▶ **OBJECTIVE**: Report every line in the items below that includes the word "cross". Case counts, so lines with a differently capitalized form don't qualify.
— Begin SUPPLIED DATA —
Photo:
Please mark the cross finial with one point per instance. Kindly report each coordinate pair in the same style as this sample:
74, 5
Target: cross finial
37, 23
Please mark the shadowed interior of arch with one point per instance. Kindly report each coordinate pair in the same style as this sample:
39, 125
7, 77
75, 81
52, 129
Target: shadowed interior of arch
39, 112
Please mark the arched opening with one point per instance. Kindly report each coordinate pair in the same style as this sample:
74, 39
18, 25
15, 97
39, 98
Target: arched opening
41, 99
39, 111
— End SUPPLIED DATA —
— Begin SUPPLIED DATA —
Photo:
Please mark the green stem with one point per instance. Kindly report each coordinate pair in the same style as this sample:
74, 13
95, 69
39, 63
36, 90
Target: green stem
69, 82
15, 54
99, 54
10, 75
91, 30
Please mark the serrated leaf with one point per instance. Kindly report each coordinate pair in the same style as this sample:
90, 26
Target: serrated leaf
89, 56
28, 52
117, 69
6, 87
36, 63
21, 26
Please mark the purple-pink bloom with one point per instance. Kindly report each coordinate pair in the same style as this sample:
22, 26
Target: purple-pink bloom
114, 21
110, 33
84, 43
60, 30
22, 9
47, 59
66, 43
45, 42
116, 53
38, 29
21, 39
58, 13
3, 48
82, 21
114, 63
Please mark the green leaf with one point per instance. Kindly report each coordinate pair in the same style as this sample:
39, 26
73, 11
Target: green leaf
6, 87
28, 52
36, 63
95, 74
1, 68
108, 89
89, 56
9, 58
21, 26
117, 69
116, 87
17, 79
— End SUPPLIED DATA —
▶ **THE OUTPUT**:
Please mark the cross finial with one point per instance. Kindly report each coordinate pair in the same style as this sample:
Target: cross finial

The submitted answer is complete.